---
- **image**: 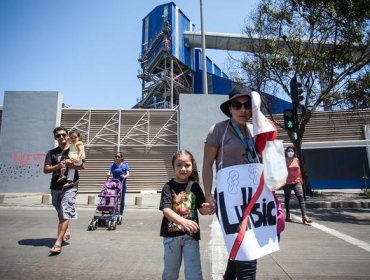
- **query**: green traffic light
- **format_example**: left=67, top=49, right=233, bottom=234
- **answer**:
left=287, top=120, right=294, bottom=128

Required work
Exactness is what counts here: copy each entry as given and omit its pictures.

Response to this task
---
- **image**: 
- **query**: green traffic light
- **format_example**: left=67, top=49, right=233, bottom=234
- **answer**:
left=287, top=120, right=294, bottom=128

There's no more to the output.